# Compiti da svolgere
1. Ricopia parola per parola una parte del testo sul documentario dedicato alle donne del metal: parti dalle parole "8 donne per" e fermati dopo "and the Lotus).".
2. Rispondi a queste domande sul testo sul documentario dedicato alle donne del metal:
(a) Quanto dura il documentario?
(b) Di quale gruppo è cantante Kobra Paige?
(c) Come si chiama il regista e di che nazionalità è?
3. Prosegui il testo sul documentario dedicato alle donne del metal a partire dall'ultima frase riportata.

# Testo fornito
= = =

8 donne per un’ora e mezza
di documentario. 8 frontwomen tra le più famose del mondo metallaro. Anzi: le più
famose. Il ‘range’ anagrafico coperto è ampio, quasi un quarto di secolo: si va
dall’inossidabile Doro Pesch (classe ’64) alla canadese Kobra Paige (classe ’88
e singer dei Kobra and the Lotus).
Sono le loro testimonianze di vita che ci propone il regista canadese Mark Harwood, autore, nel 2015, di questo “Soaring Highs and Brutal Lows – The Voices of Women in Metal” (ma che bel titolo!). Un’opera la cui visione, caldamente, ci sentiamo di consigliare a tutti.

= = =

# Dati forniti
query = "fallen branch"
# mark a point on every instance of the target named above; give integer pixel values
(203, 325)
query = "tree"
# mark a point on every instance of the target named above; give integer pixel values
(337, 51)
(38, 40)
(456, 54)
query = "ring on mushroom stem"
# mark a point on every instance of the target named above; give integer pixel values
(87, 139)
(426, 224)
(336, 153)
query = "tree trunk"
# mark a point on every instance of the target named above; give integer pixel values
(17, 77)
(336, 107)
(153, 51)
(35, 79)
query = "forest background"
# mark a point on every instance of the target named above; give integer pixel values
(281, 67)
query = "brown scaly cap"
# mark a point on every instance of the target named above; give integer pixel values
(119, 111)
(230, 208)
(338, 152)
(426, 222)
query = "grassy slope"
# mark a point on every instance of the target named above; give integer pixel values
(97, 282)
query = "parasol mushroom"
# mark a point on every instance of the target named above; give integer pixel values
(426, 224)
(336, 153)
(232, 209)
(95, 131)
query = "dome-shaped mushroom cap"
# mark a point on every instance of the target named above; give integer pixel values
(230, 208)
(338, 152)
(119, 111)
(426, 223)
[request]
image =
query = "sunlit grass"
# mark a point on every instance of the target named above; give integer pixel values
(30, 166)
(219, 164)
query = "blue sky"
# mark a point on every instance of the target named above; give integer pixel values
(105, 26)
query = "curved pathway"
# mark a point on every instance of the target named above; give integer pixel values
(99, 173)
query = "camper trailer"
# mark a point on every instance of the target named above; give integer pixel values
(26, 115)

= = =

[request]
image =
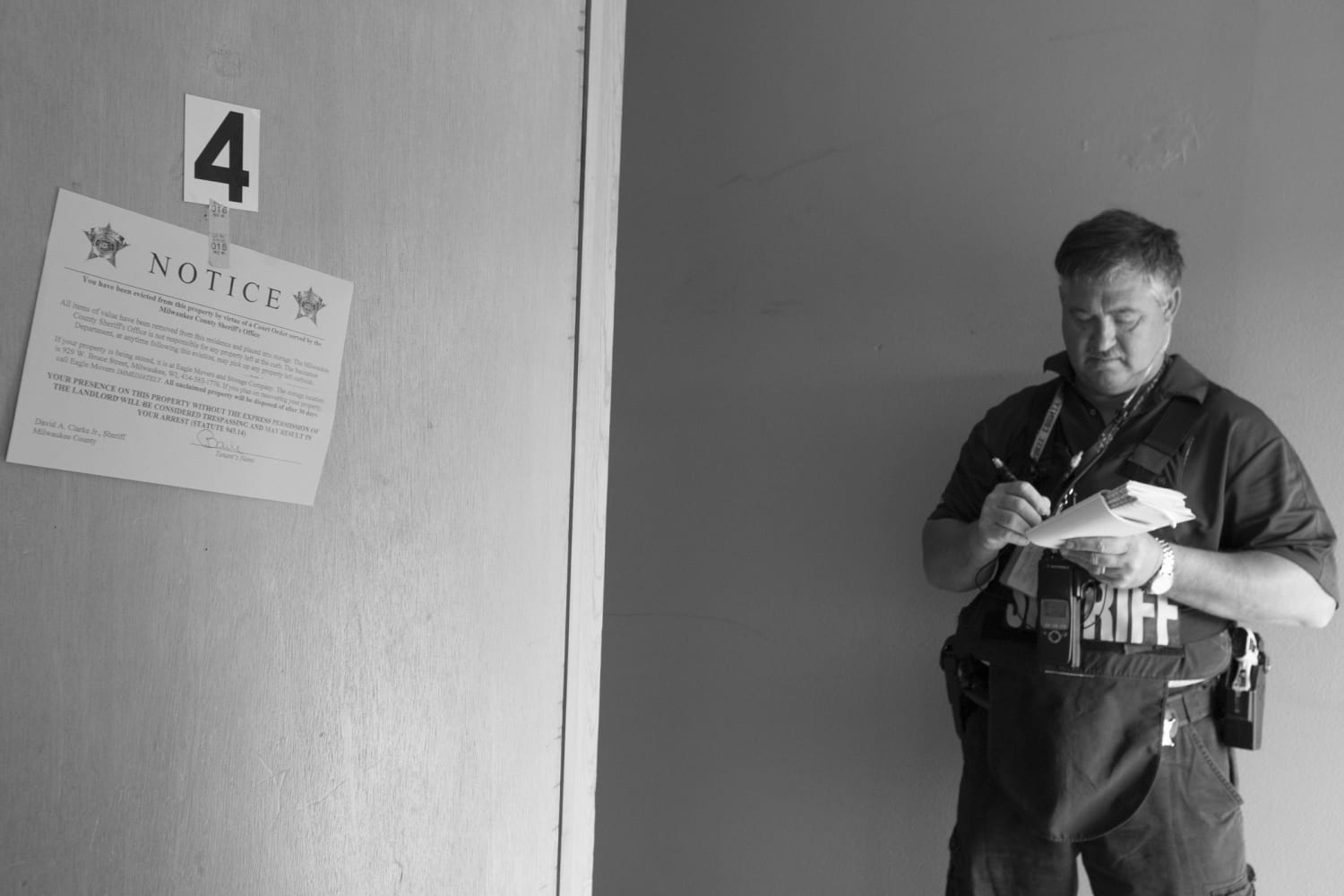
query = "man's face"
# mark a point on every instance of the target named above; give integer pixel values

= = =

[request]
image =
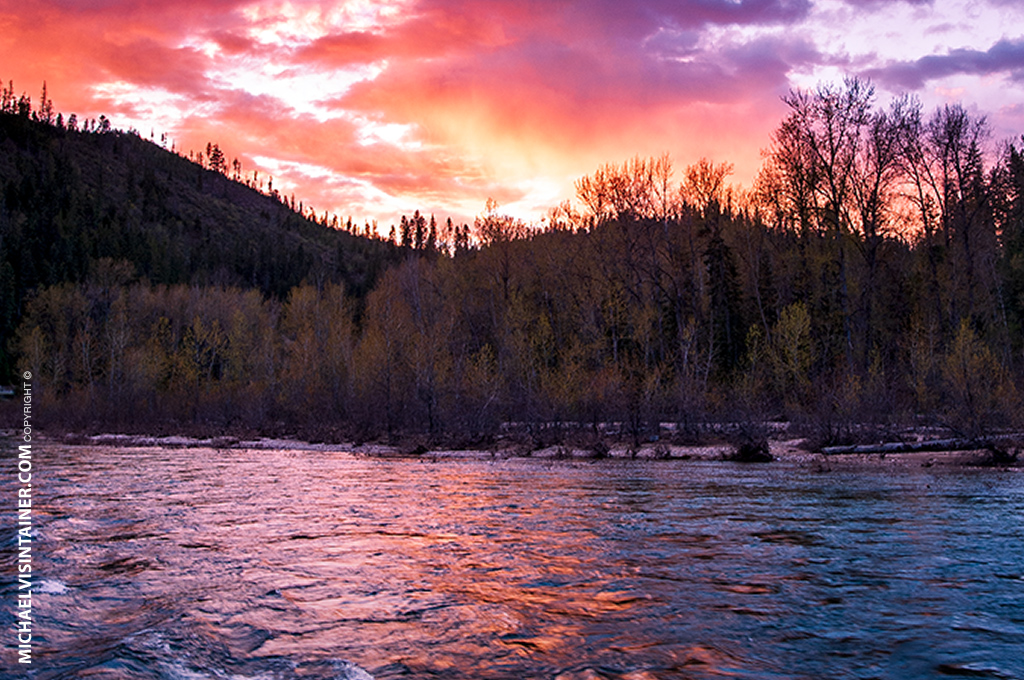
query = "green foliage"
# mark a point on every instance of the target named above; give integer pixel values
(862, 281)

= = =

# Esercizi risolti
1.
8 donne per un’ora e mezza
di documentario. 8 frontwomen tra le più famose del mondo metallaro. Anzi: le più
famose. Il ‘range’ anagrafico coperto è ampio, quasi un quarto di secolo: si va
dall’inossidabile Doro Pesch (classe ’64) alla canadese Kobra Paige (classe ’88
e singer dei Kobra and the Lotus).

2.
(a) Un'ora e mezza.
(b) Dei Kobra and the Lotus.
(c) Mark Harwood, canadese.

3.
Il gruppo di metal singer del
gentil sesso si divide, idealmente, in due ‘blocchi’: quello orange, affermatosi sulla scena già da parecchi anni e composto dalla Divina AvG,
Simone Simons (Epica), Floor Jansen (Nightwish) e l’”ultima
nata”, classe ’87, Charlotte Wessels (Delain) + la messicana, ma ‘naturalizzata’ olandese,
Marcela Bovio (Mayan, e già Stream of Passion; sposata da oltre un decennio con
Johan Van Stratum, bassista dei Vuur e, soprattutto, neo-bass player dei Blind
Guardian); e poi il più giovincello ‘blocco canadese’, composto dall’avvenente
blu-crinita Alissa White-Gluz (Arch Enemy) & la succitata Kobra
Paige.
Sopra tutte, e con una pronuncia
inglese gravata da un pesantissimo accento teutonico, Doro, all’epoca
fresca reduce dai festeggiamenti per i suoi 35 anni di carriera (celebrati con
la pubblicazione del cofanetto “World Gone Wild”).
Avvisiamo subito i lettori: di
musica, nei 93’ circa di running time, ce n’è proprio pochina. Quasi zero. Giusto
qualche breve estratto live qua e là per intermezzare le interviste delle
protagoniste. Se non mi sono distratto, il più lungo di essi riguarda proprio Anneke mentre canta con i The Gathering la splendida “On Most Surfaces” (meno
di mezzo minuto, comunque).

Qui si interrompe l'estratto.